## Данные для обработки
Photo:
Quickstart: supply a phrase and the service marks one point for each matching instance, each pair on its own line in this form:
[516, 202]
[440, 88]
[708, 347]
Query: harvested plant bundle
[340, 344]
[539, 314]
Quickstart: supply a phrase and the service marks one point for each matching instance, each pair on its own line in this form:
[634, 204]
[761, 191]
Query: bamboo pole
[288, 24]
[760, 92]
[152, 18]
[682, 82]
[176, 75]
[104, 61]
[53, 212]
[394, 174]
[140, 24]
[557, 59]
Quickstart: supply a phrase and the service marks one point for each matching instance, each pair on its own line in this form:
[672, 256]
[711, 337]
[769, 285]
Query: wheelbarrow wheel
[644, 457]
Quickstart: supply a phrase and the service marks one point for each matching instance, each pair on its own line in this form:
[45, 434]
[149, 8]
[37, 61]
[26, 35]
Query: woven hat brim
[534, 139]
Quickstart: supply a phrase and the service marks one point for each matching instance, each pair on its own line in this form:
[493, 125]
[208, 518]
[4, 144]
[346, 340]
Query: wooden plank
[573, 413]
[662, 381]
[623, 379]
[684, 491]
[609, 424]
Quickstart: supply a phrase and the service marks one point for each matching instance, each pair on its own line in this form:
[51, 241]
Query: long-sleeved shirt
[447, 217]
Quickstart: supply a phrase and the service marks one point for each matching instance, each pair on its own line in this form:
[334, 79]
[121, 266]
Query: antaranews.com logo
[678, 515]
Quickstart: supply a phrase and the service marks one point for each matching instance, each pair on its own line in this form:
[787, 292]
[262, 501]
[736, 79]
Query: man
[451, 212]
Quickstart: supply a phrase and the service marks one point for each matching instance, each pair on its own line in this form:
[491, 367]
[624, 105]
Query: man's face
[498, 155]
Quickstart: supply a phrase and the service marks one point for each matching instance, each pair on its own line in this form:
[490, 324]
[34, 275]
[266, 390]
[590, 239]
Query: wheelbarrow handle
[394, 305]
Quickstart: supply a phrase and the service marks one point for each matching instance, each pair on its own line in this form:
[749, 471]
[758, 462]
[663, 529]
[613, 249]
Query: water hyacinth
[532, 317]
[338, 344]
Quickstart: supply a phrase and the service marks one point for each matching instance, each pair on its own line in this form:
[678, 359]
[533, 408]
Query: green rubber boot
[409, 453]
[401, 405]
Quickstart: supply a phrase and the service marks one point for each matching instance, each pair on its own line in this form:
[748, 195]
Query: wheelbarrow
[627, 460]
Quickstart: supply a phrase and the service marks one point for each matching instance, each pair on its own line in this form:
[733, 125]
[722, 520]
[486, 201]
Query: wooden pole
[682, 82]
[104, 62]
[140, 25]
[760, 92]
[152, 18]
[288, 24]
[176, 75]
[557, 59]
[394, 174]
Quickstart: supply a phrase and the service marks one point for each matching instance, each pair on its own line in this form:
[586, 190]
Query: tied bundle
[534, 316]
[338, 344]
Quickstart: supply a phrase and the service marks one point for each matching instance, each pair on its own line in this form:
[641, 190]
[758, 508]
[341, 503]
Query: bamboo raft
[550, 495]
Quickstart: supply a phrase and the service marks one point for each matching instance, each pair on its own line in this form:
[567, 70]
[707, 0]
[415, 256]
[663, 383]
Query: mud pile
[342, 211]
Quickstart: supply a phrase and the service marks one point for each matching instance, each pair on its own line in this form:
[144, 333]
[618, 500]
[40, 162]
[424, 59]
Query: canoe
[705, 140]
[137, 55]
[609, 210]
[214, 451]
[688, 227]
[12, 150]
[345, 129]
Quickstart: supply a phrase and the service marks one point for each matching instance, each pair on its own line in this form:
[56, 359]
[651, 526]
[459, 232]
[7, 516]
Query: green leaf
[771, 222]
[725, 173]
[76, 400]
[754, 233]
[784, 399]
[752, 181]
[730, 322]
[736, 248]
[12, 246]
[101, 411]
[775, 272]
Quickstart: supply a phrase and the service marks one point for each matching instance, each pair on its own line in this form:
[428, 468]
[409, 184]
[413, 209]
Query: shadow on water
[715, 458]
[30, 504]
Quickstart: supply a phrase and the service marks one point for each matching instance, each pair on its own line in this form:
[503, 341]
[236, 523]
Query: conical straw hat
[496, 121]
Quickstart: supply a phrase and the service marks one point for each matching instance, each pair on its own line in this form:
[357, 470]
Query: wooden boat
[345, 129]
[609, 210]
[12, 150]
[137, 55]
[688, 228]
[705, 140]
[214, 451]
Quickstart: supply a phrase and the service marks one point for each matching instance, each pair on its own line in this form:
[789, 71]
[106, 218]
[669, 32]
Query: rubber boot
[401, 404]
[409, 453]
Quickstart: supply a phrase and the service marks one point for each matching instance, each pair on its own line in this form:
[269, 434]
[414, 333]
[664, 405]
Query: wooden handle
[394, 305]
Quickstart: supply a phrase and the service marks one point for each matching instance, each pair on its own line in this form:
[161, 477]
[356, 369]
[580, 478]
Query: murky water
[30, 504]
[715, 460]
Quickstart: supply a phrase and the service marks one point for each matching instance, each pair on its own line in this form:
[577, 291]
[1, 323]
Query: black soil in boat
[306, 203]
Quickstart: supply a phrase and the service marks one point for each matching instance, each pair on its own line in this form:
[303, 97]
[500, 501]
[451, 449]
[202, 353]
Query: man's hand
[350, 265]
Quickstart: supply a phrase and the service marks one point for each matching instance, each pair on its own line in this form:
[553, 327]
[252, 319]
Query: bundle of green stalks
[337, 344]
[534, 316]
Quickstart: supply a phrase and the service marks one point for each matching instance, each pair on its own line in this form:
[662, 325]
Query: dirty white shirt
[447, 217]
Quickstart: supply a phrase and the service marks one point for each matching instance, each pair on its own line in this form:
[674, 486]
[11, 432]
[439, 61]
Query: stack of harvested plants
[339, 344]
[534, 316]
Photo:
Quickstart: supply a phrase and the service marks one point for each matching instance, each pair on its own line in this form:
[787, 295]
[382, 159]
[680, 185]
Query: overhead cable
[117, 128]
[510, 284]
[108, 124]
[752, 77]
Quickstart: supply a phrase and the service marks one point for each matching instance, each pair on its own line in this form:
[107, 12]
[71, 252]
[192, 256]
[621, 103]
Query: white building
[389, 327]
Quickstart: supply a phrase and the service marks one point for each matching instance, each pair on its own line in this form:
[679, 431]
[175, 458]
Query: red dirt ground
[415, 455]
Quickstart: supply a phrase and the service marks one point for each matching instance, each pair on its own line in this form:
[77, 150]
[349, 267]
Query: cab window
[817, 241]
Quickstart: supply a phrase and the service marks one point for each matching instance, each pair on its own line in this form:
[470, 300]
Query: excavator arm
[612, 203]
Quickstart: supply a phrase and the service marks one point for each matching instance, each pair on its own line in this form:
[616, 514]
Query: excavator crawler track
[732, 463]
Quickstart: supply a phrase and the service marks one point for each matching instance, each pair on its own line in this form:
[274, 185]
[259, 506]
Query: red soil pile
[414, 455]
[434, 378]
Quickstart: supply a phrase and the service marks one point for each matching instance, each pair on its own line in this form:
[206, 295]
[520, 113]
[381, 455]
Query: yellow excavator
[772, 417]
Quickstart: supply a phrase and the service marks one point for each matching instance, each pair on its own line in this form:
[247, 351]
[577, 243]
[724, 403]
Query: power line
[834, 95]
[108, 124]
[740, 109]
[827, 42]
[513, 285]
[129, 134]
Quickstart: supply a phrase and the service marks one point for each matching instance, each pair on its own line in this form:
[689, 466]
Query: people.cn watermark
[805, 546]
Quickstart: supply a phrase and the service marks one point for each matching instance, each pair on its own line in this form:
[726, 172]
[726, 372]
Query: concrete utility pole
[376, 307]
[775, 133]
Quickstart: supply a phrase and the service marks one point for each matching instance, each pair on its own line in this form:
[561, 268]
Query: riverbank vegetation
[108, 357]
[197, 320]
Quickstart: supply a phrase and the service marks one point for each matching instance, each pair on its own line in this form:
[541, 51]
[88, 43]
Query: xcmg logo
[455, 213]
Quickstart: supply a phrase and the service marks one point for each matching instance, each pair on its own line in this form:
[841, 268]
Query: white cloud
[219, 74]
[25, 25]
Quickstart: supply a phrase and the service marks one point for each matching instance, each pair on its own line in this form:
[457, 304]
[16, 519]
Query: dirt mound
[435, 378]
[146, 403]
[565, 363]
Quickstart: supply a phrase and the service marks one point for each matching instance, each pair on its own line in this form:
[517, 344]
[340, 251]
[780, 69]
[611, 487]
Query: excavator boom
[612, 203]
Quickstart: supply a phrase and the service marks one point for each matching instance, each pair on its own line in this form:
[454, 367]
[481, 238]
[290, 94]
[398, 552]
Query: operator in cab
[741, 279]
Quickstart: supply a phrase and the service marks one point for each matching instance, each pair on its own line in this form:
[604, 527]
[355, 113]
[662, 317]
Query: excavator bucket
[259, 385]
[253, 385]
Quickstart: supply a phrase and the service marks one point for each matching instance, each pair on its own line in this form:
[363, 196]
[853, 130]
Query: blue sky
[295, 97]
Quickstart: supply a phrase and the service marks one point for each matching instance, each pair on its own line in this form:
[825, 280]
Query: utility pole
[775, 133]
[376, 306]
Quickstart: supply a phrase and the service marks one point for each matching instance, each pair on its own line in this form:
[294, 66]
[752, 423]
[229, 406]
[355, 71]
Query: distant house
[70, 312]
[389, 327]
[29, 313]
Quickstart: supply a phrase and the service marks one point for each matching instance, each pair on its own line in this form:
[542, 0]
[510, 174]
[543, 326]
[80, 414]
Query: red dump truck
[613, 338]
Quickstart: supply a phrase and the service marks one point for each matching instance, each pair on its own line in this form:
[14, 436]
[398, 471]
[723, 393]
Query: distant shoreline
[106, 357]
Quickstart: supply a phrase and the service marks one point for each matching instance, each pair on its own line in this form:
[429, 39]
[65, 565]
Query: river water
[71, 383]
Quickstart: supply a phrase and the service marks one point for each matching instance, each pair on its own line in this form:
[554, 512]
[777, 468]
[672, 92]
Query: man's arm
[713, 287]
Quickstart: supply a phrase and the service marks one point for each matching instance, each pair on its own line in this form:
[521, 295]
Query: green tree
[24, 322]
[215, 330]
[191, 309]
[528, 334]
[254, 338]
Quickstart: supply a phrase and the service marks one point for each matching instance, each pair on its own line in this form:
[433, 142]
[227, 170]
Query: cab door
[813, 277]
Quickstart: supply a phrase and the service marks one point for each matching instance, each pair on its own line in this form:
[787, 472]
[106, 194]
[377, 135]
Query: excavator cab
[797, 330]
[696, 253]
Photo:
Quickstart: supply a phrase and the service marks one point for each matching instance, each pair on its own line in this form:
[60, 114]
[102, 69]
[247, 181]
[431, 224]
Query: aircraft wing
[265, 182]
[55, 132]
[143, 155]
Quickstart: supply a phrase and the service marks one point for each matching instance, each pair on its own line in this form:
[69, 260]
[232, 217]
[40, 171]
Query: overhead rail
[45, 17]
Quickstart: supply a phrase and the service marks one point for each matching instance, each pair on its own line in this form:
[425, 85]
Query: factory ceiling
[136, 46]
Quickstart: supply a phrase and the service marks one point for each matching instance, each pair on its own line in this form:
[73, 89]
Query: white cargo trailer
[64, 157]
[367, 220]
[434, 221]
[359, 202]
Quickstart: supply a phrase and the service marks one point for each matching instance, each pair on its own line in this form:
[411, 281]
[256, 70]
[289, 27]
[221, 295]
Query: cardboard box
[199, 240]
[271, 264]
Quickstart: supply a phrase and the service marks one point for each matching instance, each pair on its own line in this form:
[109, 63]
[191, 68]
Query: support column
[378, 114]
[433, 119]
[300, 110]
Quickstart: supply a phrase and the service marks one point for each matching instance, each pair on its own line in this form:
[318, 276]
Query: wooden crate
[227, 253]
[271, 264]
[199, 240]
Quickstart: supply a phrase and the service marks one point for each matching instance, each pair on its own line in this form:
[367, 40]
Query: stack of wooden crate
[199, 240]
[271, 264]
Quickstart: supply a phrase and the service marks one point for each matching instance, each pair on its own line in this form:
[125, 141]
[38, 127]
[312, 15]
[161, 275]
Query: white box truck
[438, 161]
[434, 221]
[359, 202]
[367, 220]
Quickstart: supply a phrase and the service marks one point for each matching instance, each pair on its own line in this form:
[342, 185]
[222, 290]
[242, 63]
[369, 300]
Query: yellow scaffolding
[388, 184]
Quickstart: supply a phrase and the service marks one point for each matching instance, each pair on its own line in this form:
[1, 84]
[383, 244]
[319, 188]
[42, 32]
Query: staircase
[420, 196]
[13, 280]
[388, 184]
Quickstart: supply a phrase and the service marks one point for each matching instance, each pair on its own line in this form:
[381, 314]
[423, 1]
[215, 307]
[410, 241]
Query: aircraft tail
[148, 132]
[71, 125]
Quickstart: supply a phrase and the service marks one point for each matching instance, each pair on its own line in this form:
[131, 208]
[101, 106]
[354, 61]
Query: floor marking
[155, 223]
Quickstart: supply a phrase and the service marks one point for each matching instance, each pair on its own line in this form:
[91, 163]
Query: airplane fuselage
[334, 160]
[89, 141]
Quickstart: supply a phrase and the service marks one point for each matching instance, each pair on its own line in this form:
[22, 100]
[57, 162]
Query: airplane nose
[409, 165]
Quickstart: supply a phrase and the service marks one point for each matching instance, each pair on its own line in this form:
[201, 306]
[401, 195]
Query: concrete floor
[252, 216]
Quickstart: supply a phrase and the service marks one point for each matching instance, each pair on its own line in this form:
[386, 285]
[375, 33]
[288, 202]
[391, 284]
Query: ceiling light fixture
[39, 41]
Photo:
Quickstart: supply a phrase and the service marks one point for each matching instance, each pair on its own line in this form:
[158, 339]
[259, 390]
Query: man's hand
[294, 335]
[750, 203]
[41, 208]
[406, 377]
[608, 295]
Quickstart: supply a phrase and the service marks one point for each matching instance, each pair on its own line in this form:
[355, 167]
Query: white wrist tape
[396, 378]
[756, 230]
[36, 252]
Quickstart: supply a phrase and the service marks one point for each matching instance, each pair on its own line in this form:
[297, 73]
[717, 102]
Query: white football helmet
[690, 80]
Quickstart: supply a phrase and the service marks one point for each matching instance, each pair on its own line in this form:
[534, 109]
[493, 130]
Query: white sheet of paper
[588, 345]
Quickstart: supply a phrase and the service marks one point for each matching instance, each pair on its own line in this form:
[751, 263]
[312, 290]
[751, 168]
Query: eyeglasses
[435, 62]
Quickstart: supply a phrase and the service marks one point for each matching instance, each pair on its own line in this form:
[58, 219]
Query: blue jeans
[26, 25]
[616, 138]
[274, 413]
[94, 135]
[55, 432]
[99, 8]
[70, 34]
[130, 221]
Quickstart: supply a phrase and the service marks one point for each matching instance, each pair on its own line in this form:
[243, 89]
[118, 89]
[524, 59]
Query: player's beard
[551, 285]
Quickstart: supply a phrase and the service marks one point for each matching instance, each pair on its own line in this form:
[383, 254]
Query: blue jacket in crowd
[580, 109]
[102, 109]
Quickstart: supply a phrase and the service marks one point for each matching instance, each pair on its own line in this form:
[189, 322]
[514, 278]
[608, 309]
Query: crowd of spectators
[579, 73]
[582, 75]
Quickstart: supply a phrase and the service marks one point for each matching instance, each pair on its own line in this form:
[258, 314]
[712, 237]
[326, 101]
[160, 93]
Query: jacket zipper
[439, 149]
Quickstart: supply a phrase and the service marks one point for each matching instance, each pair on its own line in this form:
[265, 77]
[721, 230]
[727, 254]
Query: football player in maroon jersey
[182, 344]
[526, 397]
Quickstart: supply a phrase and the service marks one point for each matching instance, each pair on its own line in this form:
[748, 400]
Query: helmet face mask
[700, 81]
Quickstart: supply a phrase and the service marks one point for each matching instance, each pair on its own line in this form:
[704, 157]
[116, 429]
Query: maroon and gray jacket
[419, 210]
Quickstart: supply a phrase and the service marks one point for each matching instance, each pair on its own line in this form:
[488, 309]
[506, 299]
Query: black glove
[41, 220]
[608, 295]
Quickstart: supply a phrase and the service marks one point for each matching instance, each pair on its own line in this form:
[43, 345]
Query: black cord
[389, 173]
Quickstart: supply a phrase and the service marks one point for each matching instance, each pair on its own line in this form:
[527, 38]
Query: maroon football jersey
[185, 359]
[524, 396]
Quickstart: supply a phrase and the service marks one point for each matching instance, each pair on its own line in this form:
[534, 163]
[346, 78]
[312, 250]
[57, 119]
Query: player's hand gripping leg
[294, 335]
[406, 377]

## Цель задания
Укажите, пожалуйста, сколько строк в записях выше содержат слово «stack», с учетом регистра. В ответе дайте только число.

## Решение задания
2